- [TAREFA DO EXERCÍCIO A]
Você pode reescrever os registros da linha com "instance like [355,455]." até a última linha dos registros, inclusive, substituindo "standing man" por "walking man" e deixando todo o resto igual?

- [TRECHO DO TEXTO]
□ □ □
É curioso observar que os biógrafos de Lobato, desde os mais categorizados, como
Edgard Cavalheiro e Alberto Conte, e todos os demais, não fazem qualquer
referência ao assunto. Os volumes de suas Obras Completas, organizados post
mortem e contendo esparsos do escritor também não recolheram esse texto. Em
minhas inumeráveis leituras sobre Lobato, jamais encontrei tais páginas ou
qualquer referência a elas. E, no entanto, segundo o autor, o texto “constava de
uma lista de ensaios inéditos deixada por Lobato” (p. 471, nota 5). Parece fora
de dúvida que o ensaio foi feito, uma vez que o autor o comenta longamente e até
transcreve alguns trechos. Em certa passagem Lobato teria dito que Farquhar era
o “herói econômico”, como, em outra ocasião, havia dito que Henry Ford era o
“herói do trabalho.”
Mas o projeto não foi adiante. Tudo indica que essa seria uma parceria
improvável, se não impossível, porque acredito que se desentenderiam no primeiro
encontro. Além disso, um obstáculo imprevisto entrou em cena. Antes que Lobato
se lançasse ao trabalho, inclusive entrevistando Farquhar, foi procurado pelo
emissário Olivo Gomes. Ele informava ter recebido um recado do Departamento de
Imprensa e Propaganda (DIP) de que o governo não via com bons olhos a
iniciativa. Afinal, Lobato estivera trancafiado na prisão no ano anterior e era
considerado adversário e subversivo. No fundo, temiam que ele produzisse uma
obra criticando a burocracia e a inércia nacionais e, mais ainda, que fustigasse
a tendência nazi-fascista do governo durante a primeira fase da II Guerra
Mundial. Eram tempos de ditadura e só restava obedecer.
□ □ □
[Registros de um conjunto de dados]
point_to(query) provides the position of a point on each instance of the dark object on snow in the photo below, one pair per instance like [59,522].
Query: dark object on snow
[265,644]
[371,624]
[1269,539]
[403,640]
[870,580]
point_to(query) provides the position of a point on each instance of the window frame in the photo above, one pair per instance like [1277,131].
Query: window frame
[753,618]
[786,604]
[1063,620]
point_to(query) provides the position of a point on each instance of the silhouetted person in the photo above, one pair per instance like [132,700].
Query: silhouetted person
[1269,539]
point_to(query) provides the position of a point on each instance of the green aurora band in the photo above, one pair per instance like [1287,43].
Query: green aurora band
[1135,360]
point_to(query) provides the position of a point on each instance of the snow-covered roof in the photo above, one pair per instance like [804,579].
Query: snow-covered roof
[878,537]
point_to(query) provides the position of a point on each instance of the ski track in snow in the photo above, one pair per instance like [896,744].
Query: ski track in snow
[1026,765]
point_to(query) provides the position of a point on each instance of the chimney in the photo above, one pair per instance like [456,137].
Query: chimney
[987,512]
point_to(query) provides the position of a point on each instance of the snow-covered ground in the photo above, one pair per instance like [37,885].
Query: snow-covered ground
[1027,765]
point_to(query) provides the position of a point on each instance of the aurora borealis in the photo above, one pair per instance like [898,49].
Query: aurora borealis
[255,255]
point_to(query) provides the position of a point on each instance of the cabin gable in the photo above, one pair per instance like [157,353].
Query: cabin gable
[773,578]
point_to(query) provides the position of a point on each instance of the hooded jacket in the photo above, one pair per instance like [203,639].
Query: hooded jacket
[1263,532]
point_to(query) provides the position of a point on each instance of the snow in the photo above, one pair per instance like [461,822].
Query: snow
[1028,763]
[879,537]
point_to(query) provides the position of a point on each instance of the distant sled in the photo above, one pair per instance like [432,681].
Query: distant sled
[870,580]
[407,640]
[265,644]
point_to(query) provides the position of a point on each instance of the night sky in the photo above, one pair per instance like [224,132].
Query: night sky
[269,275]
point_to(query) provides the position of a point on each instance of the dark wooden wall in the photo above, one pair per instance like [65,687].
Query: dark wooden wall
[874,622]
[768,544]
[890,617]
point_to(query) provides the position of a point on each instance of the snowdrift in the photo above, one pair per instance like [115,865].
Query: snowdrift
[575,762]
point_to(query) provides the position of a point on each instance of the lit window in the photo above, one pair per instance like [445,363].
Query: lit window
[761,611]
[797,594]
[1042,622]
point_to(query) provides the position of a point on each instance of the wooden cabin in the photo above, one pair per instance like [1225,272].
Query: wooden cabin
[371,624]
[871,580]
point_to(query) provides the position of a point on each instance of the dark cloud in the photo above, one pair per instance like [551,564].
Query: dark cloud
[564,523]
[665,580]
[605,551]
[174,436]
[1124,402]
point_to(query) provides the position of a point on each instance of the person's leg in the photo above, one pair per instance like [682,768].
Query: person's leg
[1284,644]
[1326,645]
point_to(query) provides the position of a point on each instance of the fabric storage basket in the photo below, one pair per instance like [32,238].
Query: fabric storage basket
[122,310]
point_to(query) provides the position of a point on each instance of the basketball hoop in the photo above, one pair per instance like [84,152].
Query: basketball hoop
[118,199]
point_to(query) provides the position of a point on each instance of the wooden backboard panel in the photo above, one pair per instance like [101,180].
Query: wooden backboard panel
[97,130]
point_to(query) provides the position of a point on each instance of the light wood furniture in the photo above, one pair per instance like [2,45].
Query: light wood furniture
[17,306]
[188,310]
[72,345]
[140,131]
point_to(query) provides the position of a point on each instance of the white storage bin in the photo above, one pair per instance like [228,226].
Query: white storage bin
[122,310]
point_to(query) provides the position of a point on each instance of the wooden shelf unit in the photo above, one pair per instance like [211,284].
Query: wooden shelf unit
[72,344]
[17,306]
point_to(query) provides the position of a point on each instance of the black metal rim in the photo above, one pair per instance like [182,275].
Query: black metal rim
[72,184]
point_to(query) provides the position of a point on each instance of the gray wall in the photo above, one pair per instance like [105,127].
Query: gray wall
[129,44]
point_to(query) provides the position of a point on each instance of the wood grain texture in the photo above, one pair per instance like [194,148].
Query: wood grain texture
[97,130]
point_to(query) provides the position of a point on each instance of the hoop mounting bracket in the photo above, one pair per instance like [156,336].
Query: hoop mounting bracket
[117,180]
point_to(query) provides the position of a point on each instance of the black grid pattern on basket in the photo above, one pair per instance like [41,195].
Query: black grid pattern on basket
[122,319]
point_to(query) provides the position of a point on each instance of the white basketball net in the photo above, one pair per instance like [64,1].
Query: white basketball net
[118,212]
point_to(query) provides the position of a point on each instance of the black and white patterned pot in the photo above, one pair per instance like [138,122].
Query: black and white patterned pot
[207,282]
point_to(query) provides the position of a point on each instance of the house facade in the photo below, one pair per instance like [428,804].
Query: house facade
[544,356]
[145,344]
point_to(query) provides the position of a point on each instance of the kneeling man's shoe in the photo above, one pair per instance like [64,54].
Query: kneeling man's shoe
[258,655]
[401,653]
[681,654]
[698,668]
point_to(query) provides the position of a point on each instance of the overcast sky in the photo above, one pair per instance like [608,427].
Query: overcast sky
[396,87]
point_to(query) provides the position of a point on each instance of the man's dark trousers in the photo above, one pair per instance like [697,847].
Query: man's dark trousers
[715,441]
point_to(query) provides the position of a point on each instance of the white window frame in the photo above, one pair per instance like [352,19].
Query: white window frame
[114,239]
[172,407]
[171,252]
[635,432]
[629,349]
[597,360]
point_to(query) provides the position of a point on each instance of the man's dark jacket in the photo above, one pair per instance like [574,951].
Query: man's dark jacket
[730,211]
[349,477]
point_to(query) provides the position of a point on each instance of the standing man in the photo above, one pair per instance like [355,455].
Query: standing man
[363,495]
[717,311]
□ □ □
- [TAREFA DO EXERCÍCIO B]
Você pode copiar sem nenhuma alteração o trecho sobre Lobato de "Mas o projeto" até "só restava obedecer.", inclusive?

- [RESPOSTA FINAL A]
point_to(query) provides the position of a point on each instance of the walking man in the photo above, one pair per instance like [355,455].
Query: walking man
[363,495]
[717,311]

- [RESPOSTA FINAL B]
Mas o projeto não foi adiante. Tudo indica que essa seria uma parceria
improvável, se não impossível, porque acredito que se desentenderiam no primeiro
encontro. Além disso, um obstáculo imprevisto entrou em cena. Antes que Lobato
se lançasse ao trabalho, inclusive entrevistando Farquhar, foi procurado pelo
emissário Olivo Gomes. Ele informava ter recebido um recado do Departamento de
Imprensa e Propaganda (DIP) de que o governo não via com bons olhos a
iniciativa. Afinal, Lobato estivera trancafiado na prisão no ano anterior e era
considerado adversário e subversivo. No fundo, temiam que ele produzisse uma
obra criticando a burocracia e a inércia nacionais e, mais ainda, que fustigasse
a tendência nazi-fascista do governo durante a primeira fase da II Guerra
Mundial. Eram tempos de ditadura e só restava obedecer.